--- What is asked ---
a – Could you transcribe the contract excerpt from "Independent Contractor." to "Indemnification."?
b – Can you write the next part of the contract excerpt, starting right after its last line?

--- Excerpt provided ---

:::::

Independent Contractor.

 
a.
Relationship.  COKeM is and shall remain an independent contractor and is not and shall not be deemed to be a joint venturer, partner or franchisee of Left Behind Games for any purpose whatsoever. Accordingly, COKeM shall be exclusively responsible for the manner in which it performs its duties under this Agreement and for the profitability or lack thereof of its activities under this Agreement. COKeM does not have, and shall not represent itself as having, any right or authority to obligate or bind Left Behind Games in any manner whatsoever.

 
b.
Employee Obligations. COKeM shall be solely responsible to its own employees for any compensation due them and for compliance with all applicable laws with respect to worker's compensation, withholding taxes, unemployment compensation, and social security payments.

11.
Indemnification.

 
a.

:::::

--- Given material ---
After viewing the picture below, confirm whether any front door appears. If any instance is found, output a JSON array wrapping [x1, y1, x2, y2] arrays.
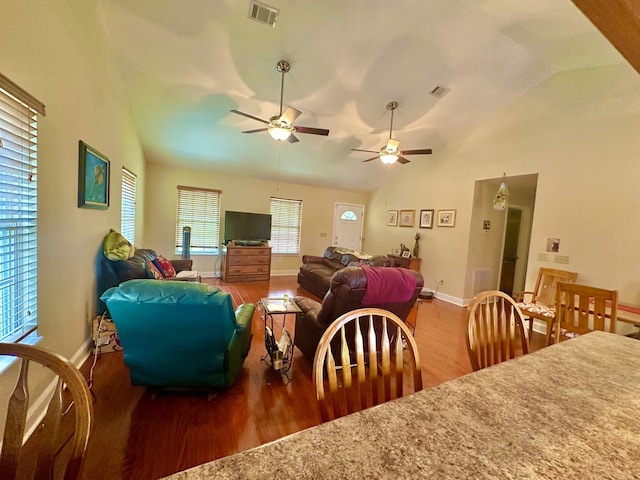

:::::

--- Exercise results ---
a –
Independent Contractor.

 
a.
Relationship.  COKeM is and shall remain an independent contractor and is not and shall not be deemed to be a joint venturer, partner or franchisee of Left Behind Games for any purpose whatsoever. Accordingly, COKeM shall be exclusively responsible for the manner in which it performs its duties under this Agreement and for the profitability or lack thereof of its activities under this Agreement. COKeM does not have, and shall not represent itself as having, any right or authority to obligate or bind Left Behind Games in any manner whatsoever.

 
b.
Employee Obligations. COKeM shall be solely responsible to its own employees for any compensation due them and for compliance with all applicable laws with respect to worker's compensation, withholding taxes, unemployment compensation, and social security payments.

11.
Indemnification.

b –
By Left Behind Games.  Left Behind Games shall indemnify and hold COKeM harmless from any and all loss, damage, liability, cost or expense (including reasonable attorneys' fees and expenses) which COKeM may incur or suffer as a result of any claim of any kind whatsoever arising out of:

 
i.
the breach of any warranty, representation or agreement made or undertaken by Left Behind Games in this Agreement;

 
ii.
any claim for breach of warranty based upon any warranty or representation given or purportedly given by Left Behind Games, its agents or employees which exceeds that made or given by COKeM;

 
iii.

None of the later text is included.